(REQUIRED TASKS):
**1.** In the CNN-BiLSTM classifier project description, which kernel sizes does the multi-kernel CNN use?
**2.** Do these statements agree with the CNN-BiLSTM classifier project description? For each, answer yes or no and quote the deciding words. (a) The classifier is implemented in TensorFlow. (b) The LSTM uses a soft attention mechanism. (c) Models can be loaded from HuggingFace Hub.
**3.** Continue the CNN-BiLSTM classifier project description from its last line.

(EXTRACT TO READ):
-- START --

Skip to main content

CNN+BiLSTM hybrid architecture for product classification

Project description

CNN-BiLSTM Classifier

A hybrid CNN+BiLSTM architecture for product classification with attention mechanism, implemented in PyTorch.

Features

  • Multi-kernel CNN: Captures local n-gram features with different kernel sizes (2, 3, 4, 5)
  • Bidirectional LSTM: Captures sequential dependencies with soft attention mechanism
  • Ad-hoc Features: Extracts statistical and linguistic features from text
  • Word2Vec Embeddings: Pre-trained word embeddings for better text representation
  • Easy Integration: Simple API for training and inference
  • HuggingFace Hub Support: Load and save models to/from HuggingFace Hub

Installation

Install from PyPI:

pip install cnn-bilstm-classifier

Or install from source:

git clone https://github.com/turgutguvercin/cnn-bilstm-classifier.git
cd cnn-bilstm-classifier
pip install -e .

-- END --

(DATA ROWS):
-- START --

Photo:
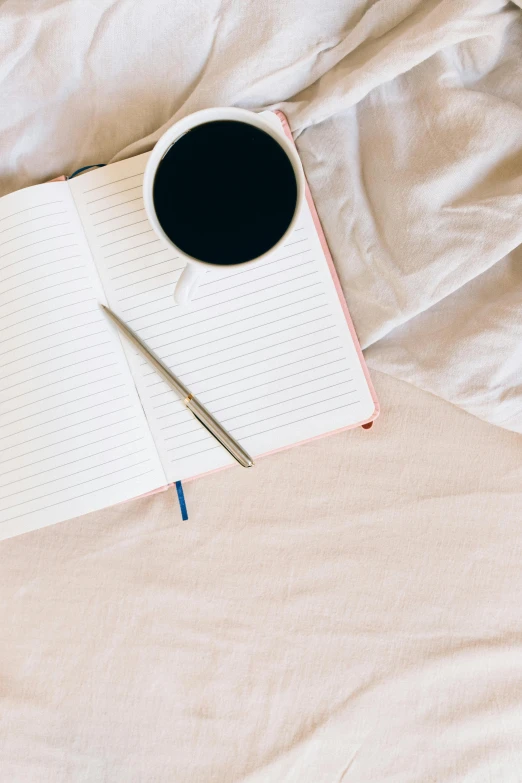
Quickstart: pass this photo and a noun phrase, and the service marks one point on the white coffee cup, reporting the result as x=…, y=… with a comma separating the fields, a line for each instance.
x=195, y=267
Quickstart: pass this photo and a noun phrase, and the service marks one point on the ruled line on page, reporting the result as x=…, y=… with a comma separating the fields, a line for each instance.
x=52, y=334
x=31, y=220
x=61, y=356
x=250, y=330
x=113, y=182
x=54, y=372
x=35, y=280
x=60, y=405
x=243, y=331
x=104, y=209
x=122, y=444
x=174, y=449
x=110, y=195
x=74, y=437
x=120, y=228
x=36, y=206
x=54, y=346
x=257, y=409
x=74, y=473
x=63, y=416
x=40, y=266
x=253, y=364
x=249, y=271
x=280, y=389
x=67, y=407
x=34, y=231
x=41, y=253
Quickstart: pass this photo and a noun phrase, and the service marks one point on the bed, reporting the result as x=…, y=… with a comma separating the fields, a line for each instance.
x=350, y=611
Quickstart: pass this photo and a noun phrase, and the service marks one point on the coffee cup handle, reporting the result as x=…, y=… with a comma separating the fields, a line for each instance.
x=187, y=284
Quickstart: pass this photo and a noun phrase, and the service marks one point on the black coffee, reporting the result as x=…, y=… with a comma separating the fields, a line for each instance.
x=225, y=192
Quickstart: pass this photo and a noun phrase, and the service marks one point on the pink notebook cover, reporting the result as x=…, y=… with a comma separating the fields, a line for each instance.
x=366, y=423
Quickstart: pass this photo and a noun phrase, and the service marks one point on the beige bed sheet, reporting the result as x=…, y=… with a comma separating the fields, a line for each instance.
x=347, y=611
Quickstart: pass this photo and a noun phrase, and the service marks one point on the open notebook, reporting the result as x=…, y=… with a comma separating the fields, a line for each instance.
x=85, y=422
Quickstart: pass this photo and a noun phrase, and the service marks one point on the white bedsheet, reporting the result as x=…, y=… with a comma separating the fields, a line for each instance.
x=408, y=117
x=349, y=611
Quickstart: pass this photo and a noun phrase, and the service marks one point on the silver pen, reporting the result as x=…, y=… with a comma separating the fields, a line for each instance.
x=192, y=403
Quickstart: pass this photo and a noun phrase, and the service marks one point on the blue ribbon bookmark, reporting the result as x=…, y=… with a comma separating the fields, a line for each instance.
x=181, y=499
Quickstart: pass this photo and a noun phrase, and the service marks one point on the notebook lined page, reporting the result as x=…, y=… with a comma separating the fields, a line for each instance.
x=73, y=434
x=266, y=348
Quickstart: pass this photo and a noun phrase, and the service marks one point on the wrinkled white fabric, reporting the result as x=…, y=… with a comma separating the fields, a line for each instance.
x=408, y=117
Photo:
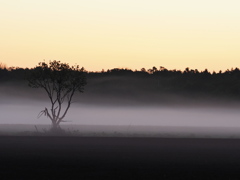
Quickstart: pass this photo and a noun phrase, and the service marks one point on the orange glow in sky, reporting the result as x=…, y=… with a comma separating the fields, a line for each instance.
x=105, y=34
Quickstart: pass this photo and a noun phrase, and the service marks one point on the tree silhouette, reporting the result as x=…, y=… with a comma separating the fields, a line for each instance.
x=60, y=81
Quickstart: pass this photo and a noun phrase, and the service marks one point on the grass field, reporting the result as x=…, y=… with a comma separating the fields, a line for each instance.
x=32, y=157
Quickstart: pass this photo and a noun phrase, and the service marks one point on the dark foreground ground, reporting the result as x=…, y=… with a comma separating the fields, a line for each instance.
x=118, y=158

-- END --
-- START --

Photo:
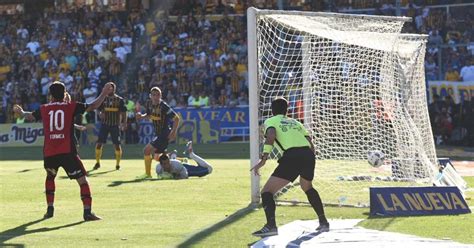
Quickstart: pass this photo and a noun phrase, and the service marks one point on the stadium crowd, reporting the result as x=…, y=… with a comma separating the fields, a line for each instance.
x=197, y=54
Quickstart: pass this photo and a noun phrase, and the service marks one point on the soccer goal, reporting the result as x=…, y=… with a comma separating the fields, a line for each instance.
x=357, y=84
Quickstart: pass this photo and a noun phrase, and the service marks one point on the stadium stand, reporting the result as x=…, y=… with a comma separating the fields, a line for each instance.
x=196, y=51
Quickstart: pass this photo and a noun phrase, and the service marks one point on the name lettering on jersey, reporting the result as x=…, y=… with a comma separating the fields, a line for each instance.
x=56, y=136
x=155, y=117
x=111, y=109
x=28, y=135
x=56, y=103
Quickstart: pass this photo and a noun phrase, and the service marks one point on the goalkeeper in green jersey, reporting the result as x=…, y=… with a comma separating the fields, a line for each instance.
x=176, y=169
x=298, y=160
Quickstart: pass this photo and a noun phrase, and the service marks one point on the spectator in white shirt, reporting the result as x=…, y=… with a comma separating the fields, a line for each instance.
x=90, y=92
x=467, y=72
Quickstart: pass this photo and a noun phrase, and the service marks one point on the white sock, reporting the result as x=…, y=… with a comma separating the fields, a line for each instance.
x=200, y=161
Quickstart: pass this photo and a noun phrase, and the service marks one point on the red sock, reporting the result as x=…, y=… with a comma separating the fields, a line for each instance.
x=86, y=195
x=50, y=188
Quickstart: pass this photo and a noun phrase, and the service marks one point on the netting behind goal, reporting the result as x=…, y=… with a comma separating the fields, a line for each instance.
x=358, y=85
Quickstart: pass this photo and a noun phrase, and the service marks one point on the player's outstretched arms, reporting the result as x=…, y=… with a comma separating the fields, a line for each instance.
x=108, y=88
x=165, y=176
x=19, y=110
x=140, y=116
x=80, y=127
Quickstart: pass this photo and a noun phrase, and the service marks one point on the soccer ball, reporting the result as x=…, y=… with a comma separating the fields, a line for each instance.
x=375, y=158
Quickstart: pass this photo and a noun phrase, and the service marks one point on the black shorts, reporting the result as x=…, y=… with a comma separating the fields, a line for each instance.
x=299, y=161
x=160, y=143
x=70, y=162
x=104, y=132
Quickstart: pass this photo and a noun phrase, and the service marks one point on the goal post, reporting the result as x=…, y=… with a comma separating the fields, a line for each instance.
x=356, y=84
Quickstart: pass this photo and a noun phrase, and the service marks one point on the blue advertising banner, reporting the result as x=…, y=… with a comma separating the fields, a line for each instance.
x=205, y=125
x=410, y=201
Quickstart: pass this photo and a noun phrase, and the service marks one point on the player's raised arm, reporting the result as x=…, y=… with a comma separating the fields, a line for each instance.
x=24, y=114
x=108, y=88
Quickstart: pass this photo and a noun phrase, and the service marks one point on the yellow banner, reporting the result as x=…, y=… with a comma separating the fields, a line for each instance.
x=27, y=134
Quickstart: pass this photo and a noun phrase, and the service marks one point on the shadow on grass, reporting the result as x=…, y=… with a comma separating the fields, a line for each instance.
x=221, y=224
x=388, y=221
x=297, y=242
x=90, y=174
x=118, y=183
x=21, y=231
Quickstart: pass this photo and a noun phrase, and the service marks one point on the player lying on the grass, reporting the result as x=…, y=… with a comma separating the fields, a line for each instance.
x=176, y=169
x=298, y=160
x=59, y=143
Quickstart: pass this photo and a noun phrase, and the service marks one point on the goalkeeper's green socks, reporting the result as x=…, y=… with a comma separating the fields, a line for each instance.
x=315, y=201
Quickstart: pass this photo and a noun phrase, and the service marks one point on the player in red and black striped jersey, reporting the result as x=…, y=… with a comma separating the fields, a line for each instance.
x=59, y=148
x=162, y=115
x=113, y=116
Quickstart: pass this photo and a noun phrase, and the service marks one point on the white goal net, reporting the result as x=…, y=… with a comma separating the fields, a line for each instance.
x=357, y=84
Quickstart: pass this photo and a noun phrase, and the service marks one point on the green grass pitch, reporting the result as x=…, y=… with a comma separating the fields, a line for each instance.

-- END --
-- START --

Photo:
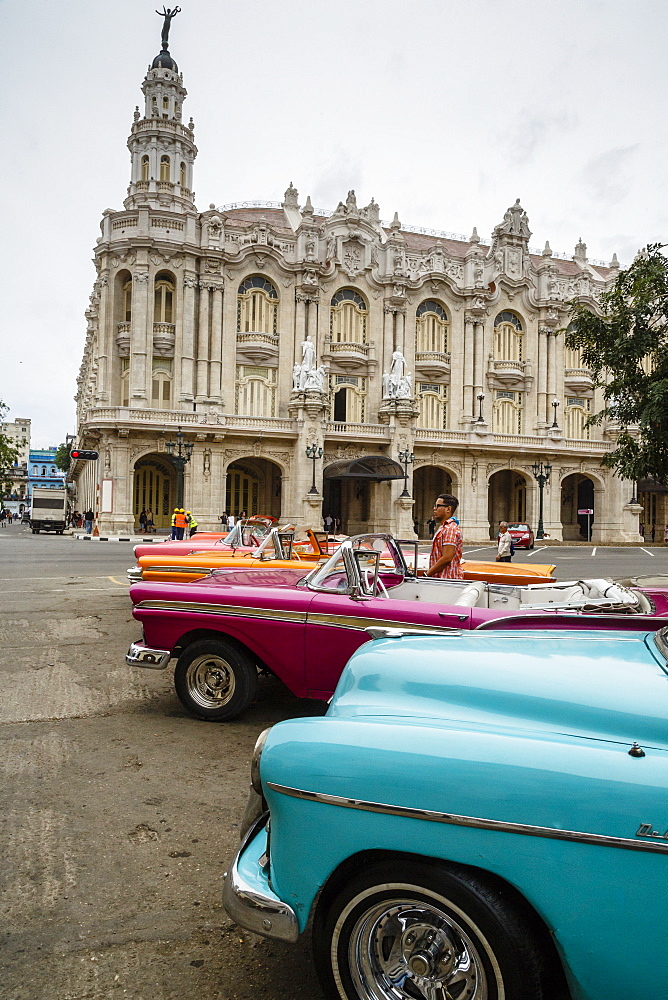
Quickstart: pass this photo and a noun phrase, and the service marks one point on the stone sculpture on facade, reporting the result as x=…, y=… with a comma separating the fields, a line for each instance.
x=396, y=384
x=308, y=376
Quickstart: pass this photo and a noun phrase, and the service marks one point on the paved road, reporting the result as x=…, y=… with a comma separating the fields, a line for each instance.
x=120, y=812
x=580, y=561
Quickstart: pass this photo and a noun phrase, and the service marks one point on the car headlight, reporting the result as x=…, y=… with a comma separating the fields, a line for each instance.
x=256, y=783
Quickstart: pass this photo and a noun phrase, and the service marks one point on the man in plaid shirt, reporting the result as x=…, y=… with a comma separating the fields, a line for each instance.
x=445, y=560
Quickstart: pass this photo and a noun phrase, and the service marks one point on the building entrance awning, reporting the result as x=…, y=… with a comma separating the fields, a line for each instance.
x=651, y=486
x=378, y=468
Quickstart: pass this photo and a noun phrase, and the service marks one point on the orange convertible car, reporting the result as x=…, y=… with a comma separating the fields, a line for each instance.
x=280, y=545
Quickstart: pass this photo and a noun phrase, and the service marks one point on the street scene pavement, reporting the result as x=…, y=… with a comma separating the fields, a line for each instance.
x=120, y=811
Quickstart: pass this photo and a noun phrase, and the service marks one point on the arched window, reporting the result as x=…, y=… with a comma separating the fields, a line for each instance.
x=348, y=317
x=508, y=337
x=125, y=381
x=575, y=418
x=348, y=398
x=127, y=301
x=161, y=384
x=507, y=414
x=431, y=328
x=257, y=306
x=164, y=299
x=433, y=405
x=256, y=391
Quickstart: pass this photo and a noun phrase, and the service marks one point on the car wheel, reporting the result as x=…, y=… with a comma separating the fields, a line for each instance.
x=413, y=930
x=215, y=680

-- END --

(ANSWERS PER TASK):
**1.** 2, 3, 4 and 5

**2.**
(a) No: "implemented in PyTorch."
(b) Yes: "Bidirectional LSTM: Captures sequential dependencies with soft attention mechanism"
(c) Yes: "Load and save models to/from HuggingFace Hub"

**3.**
Quick Start

Loading a Pre-trained Model

from product-classifier import CNNBiLSTMInference

# Load from HuggingFace Hub
model = CNNBiLSTMInference.from_pretrained("turgutguvercin/product-classifier-v1")

# Make predictions
predictions = model.predict([
    "Yataş Bedding BAMBU Yorgan (%20 Bambu) 300 Gr.",
    "Arji Ev ve Ofis Çalışma Sandalyesi Bilgisayar Koltuğu"
], top_k=3)

for i, pred in enumerate(predictions):
    print(f"Text {i+1} predictions:")
    for label, score in pred:
        print(f"  → {label}: {score:.4f}")

Training a New Model

from product_classifier import CNNBiLSTMTrainer
import pandas as pd

# Load your data
df = pd.read_csv("your_data.csv")

# Initialize trainer
trainer = CNNBiLSTMTrainer()

# Train the model
results = trainer.train(
    df,
    text_column="product_name",
    label_column="category",
    config={
        'batch_size': 128,
        'epochs': 20,
        'embedding_dim': 512,
        'cnn_filters': 128,
        'lstm_hidden': 256
    }
)

# Save the model
trainer.save_model("./my_model")

Command Line Interface

Train a model:

cnn-bilstm-train --data data.csv --text-column name --label-column category --output-dir ./model

Make predictions:

cnn-bilstm-predict --model-path ./model --text "Product name to classify"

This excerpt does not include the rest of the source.